◆ **Written request 1**: Display each line of the listing below that contains the word "formation".

◆ **Excerpted passage**:
>>>>
Pindeldyboz, volume three
Contributors

The following are biographies of the contributors to Pindeldyboz, volume three.
Clicking on the title of each author's piece will link to a short excerpt.
Be sure to enjoy.

Sarah M. Balcomb (Drink) lives in Brooklyn. Lately she has been trying to forget the quote "To a writer nothing is sacred."

Bob Beier (Drink) lives and writes in Brooklyn. He is currently trying to grow carrots in a large white pot. He became impatient with placing the itty seeds 1/2" below the soil and an inch apart and just threw the rest of the packet in and covered them with soil. Will this work? When he is not trying to coax life from the soil he is working on completing something long and involved. Perhaps this is why he lost patience with the seeds.

Kenneth Calhoun (Flying Monkey is Down) lives in Durham and San Diego. He's working on a novel about a boy raised by coyotes in the suburbs of L.A.

Jason DeBoer (Motley Crue and the Avant Garde) is an editor in Madison, Wisconsin. His work has appeared or is forthcoming in The Iowa Review, Quarterly West, Stand, Other Voices, Clackamas Literary Review, The Wisconsin Review, The Review of Contemporary Fiction, The American Journal of Print, and The Barcelona Review. At the moment, he is working on Stupor, his debut novel.

Matthew Derby (Sky Harvest) grew up in western New York State. He is an associate fiction editor at 3rd bed, and his stories have appeared in Conjunctions, Fence, and Failbetter. His short story collection, Super Flat Times, will be published by Little, Brown in Spring 2003. He lives in Providence, Rhode Island.
<<<<
◆ **Written request 2**: Retype the stretch of the contributor biographies above from "Clicking on the" through "with the seeds.".

◆ **Excerpts of location labeling data**:
>>>>
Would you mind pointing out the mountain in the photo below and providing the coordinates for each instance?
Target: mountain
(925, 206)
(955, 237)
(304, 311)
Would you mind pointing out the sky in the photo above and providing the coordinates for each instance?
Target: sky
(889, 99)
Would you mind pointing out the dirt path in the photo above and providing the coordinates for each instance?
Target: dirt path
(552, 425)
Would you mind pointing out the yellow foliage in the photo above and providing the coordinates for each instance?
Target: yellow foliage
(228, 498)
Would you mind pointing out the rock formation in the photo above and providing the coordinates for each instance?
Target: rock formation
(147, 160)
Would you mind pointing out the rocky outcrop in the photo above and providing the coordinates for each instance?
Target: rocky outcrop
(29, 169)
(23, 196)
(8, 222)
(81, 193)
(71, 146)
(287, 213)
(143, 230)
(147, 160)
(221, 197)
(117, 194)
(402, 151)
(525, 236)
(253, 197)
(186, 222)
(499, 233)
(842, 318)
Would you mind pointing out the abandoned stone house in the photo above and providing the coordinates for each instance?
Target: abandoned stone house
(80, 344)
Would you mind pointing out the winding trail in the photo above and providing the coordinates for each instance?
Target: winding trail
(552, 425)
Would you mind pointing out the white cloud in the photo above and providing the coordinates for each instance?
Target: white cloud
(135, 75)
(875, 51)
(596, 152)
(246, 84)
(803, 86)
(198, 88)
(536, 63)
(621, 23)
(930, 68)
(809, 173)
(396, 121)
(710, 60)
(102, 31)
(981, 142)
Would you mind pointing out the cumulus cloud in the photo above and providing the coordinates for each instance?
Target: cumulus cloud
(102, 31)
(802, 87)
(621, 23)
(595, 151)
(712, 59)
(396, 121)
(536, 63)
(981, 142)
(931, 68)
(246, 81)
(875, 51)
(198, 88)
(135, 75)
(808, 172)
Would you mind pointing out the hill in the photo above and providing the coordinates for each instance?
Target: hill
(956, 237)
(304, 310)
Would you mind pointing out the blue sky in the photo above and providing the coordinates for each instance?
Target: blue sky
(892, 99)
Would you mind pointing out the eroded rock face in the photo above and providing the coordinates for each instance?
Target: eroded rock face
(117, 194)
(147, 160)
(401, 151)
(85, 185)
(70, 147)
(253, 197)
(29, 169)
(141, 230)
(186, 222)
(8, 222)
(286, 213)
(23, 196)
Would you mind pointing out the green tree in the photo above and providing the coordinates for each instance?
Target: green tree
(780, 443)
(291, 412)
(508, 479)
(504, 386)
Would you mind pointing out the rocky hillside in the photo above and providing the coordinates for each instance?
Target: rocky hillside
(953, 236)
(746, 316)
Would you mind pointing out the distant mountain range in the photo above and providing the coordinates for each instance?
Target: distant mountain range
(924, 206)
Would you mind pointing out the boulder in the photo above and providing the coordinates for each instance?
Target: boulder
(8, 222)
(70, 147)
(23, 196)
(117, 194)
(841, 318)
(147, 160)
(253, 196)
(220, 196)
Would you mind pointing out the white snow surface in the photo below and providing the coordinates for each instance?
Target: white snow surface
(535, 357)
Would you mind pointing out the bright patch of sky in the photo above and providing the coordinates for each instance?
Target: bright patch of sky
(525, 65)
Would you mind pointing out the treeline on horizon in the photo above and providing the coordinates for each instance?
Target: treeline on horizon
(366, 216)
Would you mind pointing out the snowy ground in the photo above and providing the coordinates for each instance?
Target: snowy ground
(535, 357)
<<<<
◆ **Exercise response 1**:
Would you mind pointing out the rock formation in the photo above and providing the coordinates for each instance?
Target: rock formation

◆ **Exercise response 2**:
Clicking on the title of each author's piece will link to a short excerpt.
Be sure to enjoy.

Sarah M. Balcomb (Drink) lives in Brooklyn. Lately she has been trying to forget the quote "To a writer nothing is sacred."

Bob Beier (Drink) lives and writes in Brooklyn. He is currently trying to grow carrots in a large white pot. He became impatient with placing the itty seeds 1/2" below the soil and an inch apart and just threw the rest of the packet in and covered them with soil. Will this work? When he is not trying to coax life from the soil he is working on completing something long and involved. Perhaps this is why he lost patience with the seeds.